# Dataset excerpts start
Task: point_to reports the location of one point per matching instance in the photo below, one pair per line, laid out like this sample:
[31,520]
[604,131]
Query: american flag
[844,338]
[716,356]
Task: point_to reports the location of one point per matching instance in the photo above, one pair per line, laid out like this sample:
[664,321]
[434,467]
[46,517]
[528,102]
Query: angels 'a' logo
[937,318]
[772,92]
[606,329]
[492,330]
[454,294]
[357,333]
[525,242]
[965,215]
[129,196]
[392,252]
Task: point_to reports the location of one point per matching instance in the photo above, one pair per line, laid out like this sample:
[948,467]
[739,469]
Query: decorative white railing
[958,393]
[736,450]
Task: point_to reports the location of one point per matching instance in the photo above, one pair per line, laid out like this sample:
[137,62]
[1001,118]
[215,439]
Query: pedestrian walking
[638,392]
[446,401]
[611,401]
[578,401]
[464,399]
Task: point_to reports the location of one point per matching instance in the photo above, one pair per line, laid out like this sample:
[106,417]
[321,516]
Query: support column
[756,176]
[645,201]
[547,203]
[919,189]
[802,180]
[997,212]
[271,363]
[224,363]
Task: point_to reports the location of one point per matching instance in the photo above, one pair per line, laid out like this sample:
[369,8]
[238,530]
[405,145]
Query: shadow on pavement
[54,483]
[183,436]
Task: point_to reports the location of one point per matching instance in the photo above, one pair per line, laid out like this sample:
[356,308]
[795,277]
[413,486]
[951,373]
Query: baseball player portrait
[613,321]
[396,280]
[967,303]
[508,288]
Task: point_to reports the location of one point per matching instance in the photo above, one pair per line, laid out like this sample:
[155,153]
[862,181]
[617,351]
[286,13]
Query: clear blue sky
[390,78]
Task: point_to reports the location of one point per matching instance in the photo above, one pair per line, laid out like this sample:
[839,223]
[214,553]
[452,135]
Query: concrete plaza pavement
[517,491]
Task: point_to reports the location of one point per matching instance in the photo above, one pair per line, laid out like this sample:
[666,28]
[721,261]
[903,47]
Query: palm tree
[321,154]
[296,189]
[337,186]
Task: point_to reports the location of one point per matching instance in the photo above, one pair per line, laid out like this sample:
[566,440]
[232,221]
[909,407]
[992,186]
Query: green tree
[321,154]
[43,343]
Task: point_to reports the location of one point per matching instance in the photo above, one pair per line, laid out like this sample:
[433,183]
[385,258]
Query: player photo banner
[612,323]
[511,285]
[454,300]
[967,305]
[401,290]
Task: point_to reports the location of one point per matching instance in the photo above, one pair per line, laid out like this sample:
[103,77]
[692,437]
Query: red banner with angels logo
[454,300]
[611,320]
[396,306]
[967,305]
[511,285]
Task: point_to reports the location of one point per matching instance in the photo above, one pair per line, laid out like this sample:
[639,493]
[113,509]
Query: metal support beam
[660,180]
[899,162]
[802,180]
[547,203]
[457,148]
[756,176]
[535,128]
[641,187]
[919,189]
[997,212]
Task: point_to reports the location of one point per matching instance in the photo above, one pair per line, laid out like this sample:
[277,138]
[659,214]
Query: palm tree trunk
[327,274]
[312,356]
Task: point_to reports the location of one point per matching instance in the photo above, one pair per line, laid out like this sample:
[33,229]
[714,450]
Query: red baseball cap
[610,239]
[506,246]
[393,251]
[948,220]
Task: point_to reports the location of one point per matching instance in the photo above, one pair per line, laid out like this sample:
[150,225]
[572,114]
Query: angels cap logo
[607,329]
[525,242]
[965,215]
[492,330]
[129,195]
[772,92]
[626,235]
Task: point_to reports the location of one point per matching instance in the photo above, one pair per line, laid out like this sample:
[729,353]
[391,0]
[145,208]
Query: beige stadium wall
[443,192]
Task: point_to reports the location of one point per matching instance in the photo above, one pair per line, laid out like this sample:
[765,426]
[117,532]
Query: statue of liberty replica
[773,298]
# Dataset excerpts end
Quote the entire listing above exactly.

_Task answer_:
Task: point_to reports the location of one point per matching instance in the photo below, one pair per line, laid out like this sample:
[31,520]
[604,131]
Query: american flag
[844,338]
[716,356]
Task: point_to reports the location of one point per matching instance in the photo above, one pair per line, laid out like this sample:
[664,321]
[434,467]
[46,517]
[528,102]
Query: angels 'a' logo
[937,318]
[772,92]
[606,329]
[492,330]
[454,294]
[357,333]
[525,242]
[965,215]
[129,196]
[392,252]
Task: point_to reports the location of one point per matching instance in the photo above, one pair per line, laid out like this sample:
[948,467]
[739,469]
Query: decorative white railing
[958,393]
[736,450]
Task: point_to reports the location of one point per matching instance in the photo above, one pair per line, laid out like this sample:
[137,62]
[1001,118]
[215,439]
Query: pedestrian walking
[638,392]
[446,401]
[611,401]
[578,401]
[464,399]
Task: point_to reports the location of one point per matching instance in the photo above, one pair per line, laid out like this sample:
[106,417]
[321,516]
Query: support column
[756,176]
[645,201]
[547,203]
[919,189]
[802,180]
[997,212]
[271,363]
[224,363]
Task: point_to reports the location of one point per matching instance in the photo above, one pair per line, laid out like this sample:
[369,8]
[238,530]
[405,145]
Query: shadow on pavement
[54,483]
[183,436]
Task: point_to reports the location of one point per matching instance in the photo above, one pair per line, laid out like this sample:
[356,308]
[795,277]
[413,486]
[951,373]
Query: baseball player portrait
[613,321]
[396,280]
[967,303]
[508,288]
Task: point_to reports the location of one point per matching instance in the photo above, one pair per line, laid out like this sample:
[155,153]
[862,181]
[617,351]
[286,13]
Query: clear blue sky
[390,78]
Task: point_to reports the location of one point per matching instance in the photo above, one pair per line, laid out like this sample:
[839,223]
[214,553]
[452,135]
Query: concrete plaza pavement
[517,491]
Task: point_to reports the location of one point per matching instance in the photo above, one pair per line, laid out like this sample:
[666,28]
[721,261]
[903,47]
Query: palm tree
[321,154]
[296,189]
[337,186]
Task: point_to reports the location of one point per matching instance in the photo above, one pair per line, laid out like this sample:
[566,440]
[232,221]
[909,407]
[992,186]
Query: green tree
[321,154]
[43,343]
Task: point_to reports the location of one point per matching instance in the photo above, one pair per line, laid out like this sample:
[433,183]
[385,258]
Query: player photo banner
[612,323]
[511,285]
[454,300]
[967,305]
[401,290]
Task: point_to reports the location of one point per matching instance in the photo above, one pair per line, laid out like this sample:
[103,77]
[692,437]
Query: red banner with angels logo
[454,300]
[611,320]
[396,306]
[967,305]
[511,285]
Task: point_to reports the location of one point per matching instance in the photo above, one pair per line, laid out like this sample:
[639,493]
[113,509]
Query: metal support beam
[660,180]
[899,162]
[802,180]
[547,203]
[457,148]
[756,176]
[535,128]
[641,187]
[919,189]
[997,212]
Task: point_to reports the location of one point per matching instance in the photo above, one pair per line, laid out like this sample:
[277,138]
[659,214]
Query: palm tree trunk
[327,274]
[312,356]
Task: point_to reports the location of one point per matching instance in the photo above, one pair per line, laid out like this sample:
[33,229]
[714,450]
Query: red baseball cap
[610,239]
[506,246]
[393,251]
[948,220]
Task: point_to reports the location of one point per matching instance in the photo above, one pair per line, laid out like this sample:
[150,225]
[572,114]
Query: angels cap logo
[607,329]
[525,242]
[965,215]
[492,330]
[129,195]
[772,92]
[626,235]
Task: point_to reports the location of one point per matching instance in the photo above, one pair per line, laid out like this sample:
[729,353]
[391,0]
[145,208]
Query: beige stadium wall
[443,192]
Task: point_to reports the location of one point per matching instance in the photo above, one pair per line, laid out like this sample:
[765,426]
[117,532]
Query: statue of liberty replica
[773,298]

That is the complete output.